**TO DO:**
**a)** According to the review of Po Restaurant below, what is the source of the restaurant's name? Answer in one to three sentences.
**b)** List every dish named in the review of Po Restaurant that follows.

>$60

Po Restaurant, The Warehouse Hotel, Robertson Quay: $28 Popiah and Other Mod Sin Cuisine by Willin Low and Lo & Behold Group

Sadly the Po Restaurant at The Warehouse Hotel isn’t named after one of the greatest kungfu legends of all time, Xiao-po, also known as kungfu panda; it is named after popo 婆婆 which means grandmother.

Not sure about your grandmother, but my grandmother, who was a great cook, certainly didn’t whip up these dishes when she took care of me as I was growing up. [Ok, she did cook kueh pie tee, but not the atas truffle duck pie tee ($19) served here.]

Maybe celebrity chef Willin Low‘s grandmother did. He who owns Wild Rocket and Wild Oats is the consultant chef behind Po Restaurant. And he is of course famous for modern Singapore (mod sin) cuisine, which is just a fancy nomenclature for atas hawker food using premium ingredients and modern culinary techniques.

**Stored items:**
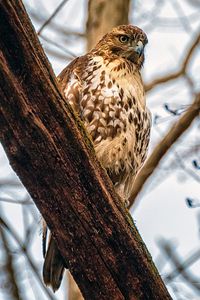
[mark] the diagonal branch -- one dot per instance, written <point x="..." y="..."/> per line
<point x="178" y="73"/>
<point x="161" y="149"/>
<point x="50" y="151"/>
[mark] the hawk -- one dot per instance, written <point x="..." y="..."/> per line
<point x="105" y="88"/>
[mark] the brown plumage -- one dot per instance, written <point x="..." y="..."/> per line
<point x="105" y="88"/>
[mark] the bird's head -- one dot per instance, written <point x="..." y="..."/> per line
<point x="124" y="41"/>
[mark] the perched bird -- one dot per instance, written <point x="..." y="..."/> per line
<point x="105" y="88"/>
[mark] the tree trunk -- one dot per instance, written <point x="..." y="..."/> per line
<point x="103" y="15"/>
<point x="49" y="150"/>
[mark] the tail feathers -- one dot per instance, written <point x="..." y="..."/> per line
<point x="53" y="266"/>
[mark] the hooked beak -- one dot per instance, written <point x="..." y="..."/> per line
<point x="139" y="48"/>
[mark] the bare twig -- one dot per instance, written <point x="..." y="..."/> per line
<point x="181" y="268"/>
<point x="9" y="268"/>
<point x="14" y="234"/>
<point x="161" y="149"/>
<point x="52" y="16"/>
<point x="60" y="47"/>
<point x="178" y="73"/>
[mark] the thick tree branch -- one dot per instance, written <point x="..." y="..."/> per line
<point x="161" y="149"/>
<point x="55" y="160"/>
<point x="182" y="69"/>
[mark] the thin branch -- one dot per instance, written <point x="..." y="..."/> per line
<point x="60" y="47"/>
<point x="180" y="267"/>
<point x="52" y="16"/>
<point x="9" y="268"/>
<point x="180" y="72"/>
<point x="14" y="234"/>
<point x="161" y="149"/>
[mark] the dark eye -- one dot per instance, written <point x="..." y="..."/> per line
<point x="123" y="39"/>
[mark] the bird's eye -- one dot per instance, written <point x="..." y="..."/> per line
<point x="123" y="39"/>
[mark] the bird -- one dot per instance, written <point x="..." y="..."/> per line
<point x="105" y="88"/>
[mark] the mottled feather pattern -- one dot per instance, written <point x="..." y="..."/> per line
<point x="105" y="88"/>
<point x="109" y="96"/>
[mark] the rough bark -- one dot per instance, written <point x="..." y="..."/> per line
<point x="103" y="15"/>
<point x="49" y="150"/>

**EXPECTED RESULTS:**
**a)** The restaurant is named after popo (婆婆), which means grandmother. It is not named after the kung fu figure Xiao-po, also known as Kung Fu Panda.

**b)**
- Popiah
- Kueh pie tee
- Truffle duck pie tee